§ Your instructions:
Transcribe word for word the lines below from the line with "x=343 y=229" through the line with "x=453 y=407", ends included.

§ Source material:
★ ★ ★ ★ ★ ★ ★

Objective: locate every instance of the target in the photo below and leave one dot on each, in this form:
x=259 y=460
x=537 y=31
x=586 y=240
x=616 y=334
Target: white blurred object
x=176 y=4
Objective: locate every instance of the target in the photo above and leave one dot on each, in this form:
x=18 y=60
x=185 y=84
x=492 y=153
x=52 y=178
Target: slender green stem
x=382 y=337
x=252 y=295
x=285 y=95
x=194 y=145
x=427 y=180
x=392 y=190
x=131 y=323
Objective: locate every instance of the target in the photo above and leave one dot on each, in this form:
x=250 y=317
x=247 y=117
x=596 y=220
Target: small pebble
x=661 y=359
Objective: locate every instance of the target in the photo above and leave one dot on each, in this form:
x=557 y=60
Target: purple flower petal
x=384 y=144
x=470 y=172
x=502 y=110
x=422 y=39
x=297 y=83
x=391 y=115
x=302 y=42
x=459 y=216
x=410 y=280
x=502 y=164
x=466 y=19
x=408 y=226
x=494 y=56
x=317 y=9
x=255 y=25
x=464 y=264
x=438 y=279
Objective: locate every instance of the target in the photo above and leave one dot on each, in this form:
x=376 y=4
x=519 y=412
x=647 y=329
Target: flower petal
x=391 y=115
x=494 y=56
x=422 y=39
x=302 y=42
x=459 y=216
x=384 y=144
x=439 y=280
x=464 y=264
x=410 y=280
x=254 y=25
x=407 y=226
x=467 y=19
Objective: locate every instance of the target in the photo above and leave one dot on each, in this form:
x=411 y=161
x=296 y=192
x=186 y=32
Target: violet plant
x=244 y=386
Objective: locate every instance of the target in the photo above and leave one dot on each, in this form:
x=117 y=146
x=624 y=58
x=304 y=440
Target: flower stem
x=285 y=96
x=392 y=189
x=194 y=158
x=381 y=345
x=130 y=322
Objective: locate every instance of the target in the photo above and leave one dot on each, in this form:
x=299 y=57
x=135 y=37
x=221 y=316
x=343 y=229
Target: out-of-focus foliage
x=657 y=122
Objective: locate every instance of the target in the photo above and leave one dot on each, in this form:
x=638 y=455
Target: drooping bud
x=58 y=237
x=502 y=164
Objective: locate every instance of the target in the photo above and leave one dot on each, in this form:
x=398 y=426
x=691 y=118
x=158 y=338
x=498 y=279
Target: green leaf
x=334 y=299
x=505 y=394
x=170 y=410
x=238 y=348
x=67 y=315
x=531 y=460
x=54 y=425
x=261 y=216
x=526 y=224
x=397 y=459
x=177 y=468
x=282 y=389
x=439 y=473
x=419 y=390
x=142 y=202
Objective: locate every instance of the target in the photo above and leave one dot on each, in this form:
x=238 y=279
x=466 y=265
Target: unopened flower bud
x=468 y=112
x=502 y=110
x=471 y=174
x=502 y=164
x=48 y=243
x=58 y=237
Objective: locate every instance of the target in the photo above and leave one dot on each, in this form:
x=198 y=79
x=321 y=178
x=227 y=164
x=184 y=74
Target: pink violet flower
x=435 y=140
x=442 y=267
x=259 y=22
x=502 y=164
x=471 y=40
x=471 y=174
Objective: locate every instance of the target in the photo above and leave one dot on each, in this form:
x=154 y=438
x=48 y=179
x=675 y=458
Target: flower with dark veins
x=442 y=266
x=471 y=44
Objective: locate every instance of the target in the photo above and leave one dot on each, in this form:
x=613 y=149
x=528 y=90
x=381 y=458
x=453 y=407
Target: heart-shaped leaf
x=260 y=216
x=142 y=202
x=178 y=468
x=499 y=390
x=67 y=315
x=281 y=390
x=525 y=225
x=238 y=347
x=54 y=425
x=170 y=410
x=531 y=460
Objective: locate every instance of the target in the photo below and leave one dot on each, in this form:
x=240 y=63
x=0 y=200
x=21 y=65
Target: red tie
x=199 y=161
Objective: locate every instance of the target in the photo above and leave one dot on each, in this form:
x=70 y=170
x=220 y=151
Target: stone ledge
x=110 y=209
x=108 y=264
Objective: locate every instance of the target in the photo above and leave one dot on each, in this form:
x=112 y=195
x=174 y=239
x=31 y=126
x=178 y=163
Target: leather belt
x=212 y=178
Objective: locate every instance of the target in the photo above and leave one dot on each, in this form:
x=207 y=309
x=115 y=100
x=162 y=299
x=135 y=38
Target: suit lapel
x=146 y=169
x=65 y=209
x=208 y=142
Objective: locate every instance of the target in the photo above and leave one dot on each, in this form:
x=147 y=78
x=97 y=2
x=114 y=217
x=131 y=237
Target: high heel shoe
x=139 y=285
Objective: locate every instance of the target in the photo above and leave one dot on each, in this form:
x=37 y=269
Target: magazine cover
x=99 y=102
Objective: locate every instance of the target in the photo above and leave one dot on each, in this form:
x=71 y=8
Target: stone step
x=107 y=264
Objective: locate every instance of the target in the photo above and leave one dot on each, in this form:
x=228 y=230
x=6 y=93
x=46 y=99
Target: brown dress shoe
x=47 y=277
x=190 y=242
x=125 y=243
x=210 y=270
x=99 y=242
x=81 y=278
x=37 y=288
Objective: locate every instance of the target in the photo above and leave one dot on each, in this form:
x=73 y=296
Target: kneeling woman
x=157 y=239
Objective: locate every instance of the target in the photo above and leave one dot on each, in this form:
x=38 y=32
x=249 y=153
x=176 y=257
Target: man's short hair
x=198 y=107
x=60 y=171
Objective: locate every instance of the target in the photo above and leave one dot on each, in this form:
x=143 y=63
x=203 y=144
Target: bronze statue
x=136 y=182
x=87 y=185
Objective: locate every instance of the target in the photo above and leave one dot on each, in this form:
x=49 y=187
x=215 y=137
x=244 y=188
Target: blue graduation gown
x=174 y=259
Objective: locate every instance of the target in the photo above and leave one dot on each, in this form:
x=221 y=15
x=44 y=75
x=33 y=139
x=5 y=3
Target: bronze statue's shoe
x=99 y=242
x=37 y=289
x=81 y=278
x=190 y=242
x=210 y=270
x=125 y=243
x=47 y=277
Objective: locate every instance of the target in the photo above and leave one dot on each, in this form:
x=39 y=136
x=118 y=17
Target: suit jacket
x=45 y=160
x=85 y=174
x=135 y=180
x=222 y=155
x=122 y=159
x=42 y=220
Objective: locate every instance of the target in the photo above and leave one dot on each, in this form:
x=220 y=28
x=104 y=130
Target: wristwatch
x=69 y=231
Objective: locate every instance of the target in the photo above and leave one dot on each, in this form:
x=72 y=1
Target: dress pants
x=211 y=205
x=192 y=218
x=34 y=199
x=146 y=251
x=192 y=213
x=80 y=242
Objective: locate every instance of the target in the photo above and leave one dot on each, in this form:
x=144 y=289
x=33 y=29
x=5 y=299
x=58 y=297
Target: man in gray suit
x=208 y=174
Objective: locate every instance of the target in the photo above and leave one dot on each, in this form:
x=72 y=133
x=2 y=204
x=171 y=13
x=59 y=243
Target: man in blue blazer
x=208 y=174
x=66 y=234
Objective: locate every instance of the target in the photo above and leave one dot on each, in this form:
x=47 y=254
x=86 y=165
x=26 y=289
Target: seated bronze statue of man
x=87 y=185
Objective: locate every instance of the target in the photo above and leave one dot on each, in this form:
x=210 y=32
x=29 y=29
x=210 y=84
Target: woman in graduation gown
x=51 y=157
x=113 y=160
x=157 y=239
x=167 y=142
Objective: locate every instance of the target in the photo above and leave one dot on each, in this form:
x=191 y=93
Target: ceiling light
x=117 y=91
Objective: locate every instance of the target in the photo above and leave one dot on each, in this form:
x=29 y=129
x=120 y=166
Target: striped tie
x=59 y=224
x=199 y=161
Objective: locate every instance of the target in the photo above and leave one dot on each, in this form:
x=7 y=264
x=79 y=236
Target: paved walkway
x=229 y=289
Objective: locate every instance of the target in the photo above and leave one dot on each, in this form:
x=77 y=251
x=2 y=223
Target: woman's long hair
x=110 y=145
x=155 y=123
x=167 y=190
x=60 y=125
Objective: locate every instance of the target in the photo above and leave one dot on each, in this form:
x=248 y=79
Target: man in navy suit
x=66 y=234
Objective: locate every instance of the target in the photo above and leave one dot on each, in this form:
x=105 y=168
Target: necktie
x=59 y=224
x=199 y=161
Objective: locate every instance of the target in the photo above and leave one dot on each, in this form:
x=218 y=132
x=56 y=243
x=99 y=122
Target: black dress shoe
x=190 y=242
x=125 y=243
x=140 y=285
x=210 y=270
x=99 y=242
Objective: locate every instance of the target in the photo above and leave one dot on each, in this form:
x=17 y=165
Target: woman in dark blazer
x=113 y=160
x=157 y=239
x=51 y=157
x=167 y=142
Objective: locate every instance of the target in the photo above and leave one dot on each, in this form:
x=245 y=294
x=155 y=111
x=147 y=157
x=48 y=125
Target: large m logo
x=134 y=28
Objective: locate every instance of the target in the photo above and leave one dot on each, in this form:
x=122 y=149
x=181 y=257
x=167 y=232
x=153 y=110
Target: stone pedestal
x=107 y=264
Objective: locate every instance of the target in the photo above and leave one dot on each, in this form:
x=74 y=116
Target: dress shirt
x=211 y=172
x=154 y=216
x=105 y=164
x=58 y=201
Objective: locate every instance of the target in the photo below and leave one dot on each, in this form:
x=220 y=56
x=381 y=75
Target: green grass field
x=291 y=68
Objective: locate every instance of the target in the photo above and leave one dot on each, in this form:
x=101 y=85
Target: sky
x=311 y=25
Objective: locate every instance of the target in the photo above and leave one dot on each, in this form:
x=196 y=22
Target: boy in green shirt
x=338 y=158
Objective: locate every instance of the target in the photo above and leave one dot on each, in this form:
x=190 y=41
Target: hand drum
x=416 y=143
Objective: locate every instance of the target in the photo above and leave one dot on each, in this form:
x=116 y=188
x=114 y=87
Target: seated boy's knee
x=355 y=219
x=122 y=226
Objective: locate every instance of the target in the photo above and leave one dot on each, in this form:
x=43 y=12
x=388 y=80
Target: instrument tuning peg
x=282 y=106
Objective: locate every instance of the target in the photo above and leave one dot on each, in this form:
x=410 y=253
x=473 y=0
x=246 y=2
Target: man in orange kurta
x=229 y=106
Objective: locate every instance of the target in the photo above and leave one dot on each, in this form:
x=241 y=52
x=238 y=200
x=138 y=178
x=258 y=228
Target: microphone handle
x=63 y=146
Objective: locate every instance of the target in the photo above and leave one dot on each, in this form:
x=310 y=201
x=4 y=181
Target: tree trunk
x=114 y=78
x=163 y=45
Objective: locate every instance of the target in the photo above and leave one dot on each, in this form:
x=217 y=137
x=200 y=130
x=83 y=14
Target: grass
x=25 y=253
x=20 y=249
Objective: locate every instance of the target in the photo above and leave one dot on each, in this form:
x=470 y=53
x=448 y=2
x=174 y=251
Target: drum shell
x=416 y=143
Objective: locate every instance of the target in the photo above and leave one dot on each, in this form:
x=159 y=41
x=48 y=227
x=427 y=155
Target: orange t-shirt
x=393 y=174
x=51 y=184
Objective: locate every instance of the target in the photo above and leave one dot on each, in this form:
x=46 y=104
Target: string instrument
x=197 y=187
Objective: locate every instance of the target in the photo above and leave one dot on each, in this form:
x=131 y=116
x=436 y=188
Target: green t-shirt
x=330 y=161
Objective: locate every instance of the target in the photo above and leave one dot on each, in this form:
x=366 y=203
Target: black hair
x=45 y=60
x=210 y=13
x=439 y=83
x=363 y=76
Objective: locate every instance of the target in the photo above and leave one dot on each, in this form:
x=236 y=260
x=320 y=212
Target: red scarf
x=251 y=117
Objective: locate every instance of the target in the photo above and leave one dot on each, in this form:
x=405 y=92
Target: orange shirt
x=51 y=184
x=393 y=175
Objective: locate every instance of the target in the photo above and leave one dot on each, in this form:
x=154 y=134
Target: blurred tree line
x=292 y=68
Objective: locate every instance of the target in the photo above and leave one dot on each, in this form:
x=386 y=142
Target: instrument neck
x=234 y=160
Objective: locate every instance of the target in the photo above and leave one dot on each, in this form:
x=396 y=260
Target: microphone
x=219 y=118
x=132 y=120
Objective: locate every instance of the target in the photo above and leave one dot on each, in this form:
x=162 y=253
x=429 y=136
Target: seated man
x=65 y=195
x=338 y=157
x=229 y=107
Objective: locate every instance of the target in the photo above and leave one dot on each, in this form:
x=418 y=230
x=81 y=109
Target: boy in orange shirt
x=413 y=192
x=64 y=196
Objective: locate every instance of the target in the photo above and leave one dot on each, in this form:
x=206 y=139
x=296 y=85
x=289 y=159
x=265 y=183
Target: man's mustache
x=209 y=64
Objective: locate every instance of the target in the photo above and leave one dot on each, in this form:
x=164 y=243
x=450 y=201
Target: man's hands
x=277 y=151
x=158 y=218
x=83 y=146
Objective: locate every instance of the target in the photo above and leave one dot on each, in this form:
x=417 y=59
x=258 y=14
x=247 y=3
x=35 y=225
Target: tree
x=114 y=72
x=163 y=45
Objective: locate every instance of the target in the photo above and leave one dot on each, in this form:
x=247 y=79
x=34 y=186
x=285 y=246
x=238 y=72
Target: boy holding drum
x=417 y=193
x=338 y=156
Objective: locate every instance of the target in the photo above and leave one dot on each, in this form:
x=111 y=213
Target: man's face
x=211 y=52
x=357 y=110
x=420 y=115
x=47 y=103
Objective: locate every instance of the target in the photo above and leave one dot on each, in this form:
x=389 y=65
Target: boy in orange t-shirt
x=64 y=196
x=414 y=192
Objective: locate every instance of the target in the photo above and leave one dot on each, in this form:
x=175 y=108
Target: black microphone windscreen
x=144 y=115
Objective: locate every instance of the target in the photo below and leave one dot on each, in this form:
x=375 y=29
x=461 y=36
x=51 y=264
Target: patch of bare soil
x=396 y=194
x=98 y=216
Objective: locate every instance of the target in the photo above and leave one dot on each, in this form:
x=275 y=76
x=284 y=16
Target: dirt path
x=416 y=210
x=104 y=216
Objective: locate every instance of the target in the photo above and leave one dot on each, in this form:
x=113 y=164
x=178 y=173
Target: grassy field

★ ★ ★ ★ ★ ★ ★

§ Your response:
x=343 y=229
Target: out-of-focus foliage
x=657 y=122
Objective: locate every instance of the target in the photo above and leave one dot on each, in this form:
x=638 y=455
Target: drooping bud
x=58 y=237
x=502 y=164
Objective: locate every instance of the target in the photo above and leave one dot on each, in this form:
x=398 y=426
x=691 y=118
x=158 y=338
x=498 y=279
Target: green leaf
x=334 y=299
x=505 y=394
x=170 y=410
x=238 y=348
x=67 y=315
x=531 y=460
x=54 y=425
x=261 y=216
x=526 y=224
x=397 y=459
x=177 y=468
x=282 y=389
x=439 y=473
x=419 y=390
x=142 y=202
Objective: locate every instance of the target in the photo above and leave one dot on each, in this form:
x=238 y=279
x=466 y=265
Target: unopened flower bud
x=468 y=112
x=502 y=110
x=471 y=174
x=502 y=164
x=48 y=243
x=58 y=237
Objective: locate every instance of the target in the photo above and leave one dot on each, in this form:
x=198 y=79
x=321 y=178
x=227 y=164
x=184 y=74
Target: pink violet flower
x=435 y=140
x=442 y=267
x=259 y=22
x=502 y=164
x=471 y=40
x=471 y=174
Objective: locate every instance of the target in the photo above and leave one dot on each, in this form:
x=154 y=438
x=48 y=179
x=675 y=458
Target: flower with dark veins
x=442 y=266
x=471 y=44
Objective: locate every instance of the target in the photo above and leave one dot on each, in this form:
x=613 y=149
x=528 y=90
x=381 y=458
x=453 y=407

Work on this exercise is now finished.